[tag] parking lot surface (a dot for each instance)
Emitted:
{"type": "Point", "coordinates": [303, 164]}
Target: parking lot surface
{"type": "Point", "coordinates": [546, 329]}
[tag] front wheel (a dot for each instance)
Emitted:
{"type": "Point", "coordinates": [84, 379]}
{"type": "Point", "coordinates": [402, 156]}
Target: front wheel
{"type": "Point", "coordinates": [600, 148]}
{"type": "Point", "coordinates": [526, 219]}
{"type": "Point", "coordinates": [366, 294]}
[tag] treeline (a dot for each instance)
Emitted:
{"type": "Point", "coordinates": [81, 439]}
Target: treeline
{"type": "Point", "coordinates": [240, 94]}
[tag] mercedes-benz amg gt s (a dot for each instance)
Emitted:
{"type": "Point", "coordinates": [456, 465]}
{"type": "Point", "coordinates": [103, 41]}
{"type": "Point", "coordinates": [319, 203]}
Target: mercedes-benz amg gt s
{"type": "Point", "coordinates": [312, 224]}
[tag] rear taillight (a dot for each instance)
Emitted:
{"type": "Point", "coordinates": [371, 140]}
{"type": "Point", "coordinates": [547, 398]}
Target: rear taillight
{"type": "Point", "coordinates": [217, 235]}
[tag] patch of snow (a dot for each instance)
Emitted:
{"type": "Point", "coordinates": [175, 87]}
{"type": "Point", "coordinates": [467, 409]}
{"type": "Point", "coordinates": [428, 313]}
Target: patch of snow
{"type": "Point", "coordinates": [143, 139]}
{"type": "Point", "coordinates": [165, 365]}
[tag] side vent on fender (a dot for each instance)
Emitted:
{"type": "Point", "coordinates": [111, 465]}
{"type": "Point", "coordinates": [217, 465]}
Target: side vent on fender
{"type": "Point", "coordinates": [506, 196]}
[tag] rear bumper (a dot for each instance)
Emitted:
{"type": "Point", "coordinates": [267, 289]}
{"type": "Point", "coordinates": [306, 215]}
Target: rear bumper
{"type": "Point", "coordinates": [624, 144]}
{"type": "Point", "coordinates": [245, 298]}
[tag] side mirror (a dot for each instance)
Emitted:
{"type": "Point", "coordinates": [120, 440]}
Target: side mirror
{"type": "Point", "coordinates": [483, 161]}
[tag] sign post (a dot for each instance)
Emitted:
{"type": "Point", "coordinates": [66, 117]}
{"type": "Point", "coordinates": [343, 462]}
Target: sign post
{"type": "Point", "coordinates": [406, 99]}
※ ※ ※
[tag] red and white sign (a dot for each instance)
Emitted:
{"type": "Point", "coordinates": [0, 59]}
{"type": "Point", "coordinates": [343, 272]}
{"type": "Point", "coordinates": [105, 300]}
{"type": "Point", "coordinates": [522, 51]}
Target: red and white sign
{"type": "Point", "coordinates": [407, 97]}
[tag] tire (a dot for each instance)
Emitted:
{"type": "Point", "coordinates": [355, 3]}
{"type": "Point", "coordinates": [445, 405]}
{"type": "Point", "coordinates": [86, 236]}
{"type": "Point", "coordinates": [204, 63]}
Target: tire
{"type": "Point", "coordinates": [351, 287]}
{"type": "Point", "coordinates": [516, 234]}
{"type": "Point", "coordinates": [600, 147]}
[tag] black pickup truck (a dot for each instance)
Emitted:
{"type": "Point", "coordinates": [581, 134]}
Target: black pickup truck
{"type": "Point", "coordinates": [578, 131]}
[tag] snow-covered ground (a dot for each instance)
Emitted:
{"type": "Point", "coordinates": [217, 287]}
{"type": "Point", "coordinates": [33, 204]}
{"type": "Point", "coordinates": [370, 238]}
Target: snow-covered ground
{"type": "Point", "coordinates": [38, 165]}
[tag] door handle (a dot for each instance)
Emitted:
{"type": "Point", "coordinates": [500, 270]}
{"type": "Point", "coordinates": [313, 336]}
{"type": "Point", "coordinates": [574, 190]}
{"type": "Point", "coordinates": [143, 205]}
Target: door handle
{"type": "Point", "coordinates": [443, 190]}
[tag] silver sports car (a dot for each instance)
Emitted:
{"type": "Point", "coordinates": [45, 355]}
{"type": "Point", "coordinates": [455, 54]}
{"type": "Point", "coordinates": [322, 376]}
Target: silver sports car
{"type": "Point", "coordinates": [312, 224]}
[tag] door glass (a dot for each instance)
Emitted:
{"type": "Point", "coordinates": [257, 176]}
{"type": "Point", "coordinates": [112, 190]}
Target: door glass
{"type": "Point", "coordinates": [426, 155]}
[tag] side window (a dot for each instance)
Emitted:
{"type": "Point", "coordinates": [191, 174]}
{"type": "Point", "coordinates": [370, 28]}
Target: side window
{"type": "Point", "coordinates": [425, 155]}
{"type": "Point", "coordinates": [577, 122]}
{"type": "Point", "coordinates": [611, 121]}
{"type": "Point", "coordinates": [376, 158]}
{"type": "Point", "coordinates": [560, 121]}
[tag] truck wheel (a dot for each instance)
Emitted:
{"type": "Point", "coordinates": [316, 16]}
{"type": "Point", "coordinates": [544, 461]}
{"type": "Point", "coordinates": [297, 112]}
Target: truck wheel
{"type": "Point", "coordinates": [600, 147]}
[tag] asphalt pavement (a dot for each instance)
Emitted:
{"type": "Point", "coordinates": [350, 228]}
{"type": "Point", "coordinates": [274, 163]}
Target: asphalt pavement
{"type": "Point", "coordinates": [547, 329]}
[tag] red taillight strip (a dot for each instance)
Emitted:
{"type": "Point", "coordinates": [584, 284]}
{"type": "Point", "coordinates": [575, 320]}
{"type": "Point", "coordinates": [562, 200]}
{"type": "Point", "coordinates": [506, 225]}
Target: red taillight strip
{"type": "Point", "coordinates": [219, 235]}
※ ※ ※
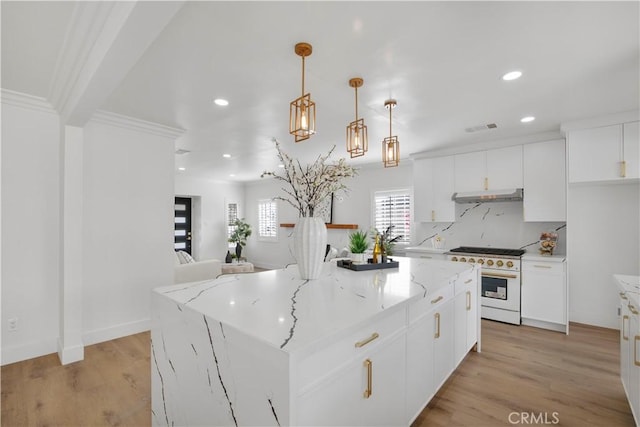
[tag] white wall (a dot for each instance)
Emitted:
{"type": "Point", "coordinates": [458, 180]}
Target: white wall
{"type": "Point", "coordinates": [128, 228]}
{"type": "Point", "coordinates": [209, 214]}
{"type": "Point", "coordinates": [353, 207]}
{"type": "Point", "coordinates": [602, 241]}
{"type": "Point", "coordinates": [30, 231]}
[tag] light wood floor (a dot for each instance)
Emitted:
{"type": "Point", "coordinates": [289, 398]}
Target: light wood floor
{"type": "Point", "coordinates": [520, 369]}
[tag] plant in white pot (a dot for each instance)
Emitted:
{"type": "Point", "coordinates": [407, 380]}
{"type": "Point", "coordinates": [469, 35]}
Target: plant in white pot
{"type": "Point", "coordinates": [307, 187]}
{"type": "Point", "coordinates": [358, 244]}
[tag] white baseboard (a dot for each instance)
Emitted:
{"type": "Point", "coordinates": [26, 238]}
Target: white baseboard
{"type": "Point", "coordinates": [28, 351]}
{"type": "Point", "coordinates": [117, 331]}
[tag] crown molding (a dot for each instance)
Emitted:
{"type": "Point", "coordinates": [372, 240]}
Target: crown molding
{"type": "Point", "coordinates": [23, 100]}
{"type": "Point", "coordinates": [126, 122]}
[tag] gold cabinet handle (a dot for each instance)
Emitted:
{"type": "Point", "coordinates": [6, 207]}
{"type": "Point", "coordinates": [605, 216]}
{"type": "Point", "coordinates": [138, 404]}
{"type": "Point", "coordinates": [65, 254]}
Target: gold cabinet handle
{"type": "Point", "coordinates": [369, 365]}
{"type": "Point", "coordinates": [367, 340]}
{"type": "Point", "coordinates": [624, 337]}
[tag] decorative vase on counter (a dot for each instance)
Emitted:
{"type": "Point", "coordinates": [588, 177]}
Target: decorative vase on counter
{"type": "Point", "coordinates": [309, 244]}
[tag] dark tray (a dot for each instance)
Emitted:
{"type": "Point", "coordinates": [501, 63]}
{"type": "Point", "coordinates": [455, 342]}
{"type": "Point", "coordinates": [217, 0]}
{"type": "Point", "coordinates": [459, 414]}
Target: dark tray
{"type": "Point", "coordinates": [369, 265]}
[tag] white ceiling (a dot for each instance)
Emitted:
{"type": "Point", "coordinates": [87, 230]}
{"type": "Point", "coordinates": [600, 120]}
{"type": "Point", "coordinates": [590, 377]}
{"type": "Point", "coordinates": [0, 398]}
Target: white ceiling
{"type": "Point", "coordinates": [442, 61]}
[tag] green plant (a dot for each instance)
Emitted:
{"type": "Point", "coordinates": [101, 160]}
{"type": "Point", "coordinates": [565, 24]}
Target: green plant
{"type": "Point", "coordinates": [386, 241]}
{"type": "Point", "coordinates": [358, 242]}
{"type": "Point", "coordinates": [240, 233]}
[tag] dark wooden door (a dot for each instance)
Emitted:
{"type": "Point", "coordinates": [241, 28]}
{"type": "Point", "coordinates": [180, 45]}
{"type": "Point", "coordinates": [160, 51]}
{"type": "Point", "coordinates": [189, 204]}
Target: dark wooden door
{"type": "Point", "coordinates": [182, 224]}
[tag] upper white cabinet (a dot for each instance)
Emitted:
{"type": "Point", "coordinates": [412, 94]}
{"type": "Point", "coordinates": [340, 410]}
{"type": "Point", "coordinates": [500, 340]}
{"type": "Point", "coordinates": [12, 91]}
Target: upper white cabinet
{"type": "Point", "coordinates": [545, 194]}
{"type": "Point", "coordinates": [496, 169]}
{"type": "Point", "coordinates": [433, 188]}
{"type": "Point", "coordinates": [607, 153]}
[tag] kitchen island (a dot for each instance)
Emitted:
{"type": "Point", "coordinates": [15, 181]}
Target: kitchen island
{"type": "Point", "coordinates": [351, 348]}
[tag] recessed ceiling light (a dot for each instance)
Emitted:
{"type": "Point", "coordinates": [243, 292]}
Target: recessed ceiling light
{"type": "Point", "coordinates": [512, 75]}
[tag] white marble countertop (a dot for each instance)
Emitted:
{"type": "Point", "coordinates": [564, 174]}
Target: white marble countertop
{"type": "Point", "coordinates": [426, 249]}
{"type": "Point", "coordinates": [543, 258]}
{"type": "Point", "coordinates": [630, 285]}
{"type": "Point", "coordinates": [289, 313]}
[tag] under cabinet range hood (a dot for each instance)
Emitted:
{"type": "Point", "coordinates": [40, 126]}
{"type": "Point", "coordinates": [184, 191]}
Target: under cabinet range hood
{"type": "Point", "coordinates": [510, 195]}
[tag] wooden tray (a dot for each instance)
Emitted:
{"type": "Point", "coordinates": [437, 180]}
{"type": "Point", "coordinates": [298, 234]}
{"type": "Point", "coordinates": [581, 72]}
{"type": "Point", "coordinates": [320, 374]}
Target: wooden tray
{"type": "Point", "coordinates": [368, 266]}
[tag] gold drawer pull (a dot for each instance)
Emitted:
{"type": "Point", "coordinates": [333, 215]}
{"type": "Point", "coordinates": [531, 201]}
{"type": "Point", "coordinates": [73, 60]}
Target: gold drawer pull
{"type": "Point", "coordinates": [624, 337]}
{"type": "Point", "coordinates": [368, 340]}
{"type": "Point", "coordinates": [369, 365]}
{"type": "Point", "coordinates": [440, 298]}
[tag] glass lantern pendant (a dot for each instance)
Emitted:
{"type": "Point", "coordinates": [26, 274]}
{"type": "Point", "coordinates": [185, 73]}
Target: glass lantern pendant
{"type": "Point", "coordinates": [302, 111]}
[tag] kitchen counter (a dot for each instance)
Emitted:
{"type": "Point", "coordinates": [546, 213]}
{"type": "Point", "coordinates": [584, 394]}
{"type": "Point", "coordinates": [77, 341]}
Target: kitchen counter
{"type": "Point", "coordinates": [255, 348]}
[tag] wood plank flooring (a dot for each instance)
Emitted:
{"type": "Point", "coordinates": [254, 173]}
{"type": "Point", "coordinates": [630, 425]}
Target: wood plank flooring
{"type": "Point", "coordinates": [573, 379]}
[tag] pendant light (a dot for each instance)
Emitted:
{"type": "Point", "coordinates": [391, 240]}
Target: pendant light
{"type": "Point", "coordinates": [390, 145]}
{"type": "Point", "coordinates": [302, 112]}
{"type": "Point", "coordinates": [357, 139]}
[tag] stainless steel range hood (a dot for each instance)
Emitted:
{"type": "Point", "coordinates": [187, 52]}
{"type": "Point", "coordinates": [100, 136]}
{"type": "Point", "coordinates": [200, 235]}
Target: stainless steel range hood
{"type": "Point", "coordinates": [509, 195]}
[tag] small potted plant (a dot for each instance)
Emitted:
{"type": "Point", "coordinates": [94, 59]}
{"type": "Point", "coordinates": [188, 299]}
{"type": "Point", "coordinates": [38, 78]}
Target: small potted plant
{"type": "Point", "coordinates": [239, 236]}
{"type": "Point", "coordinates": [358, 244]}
※ ※ ※
TO DO:
Count the lines in the data that contain the word "dark", with case taken into account, and reply with that number alone.

OUTPUT OF THE TASK:
4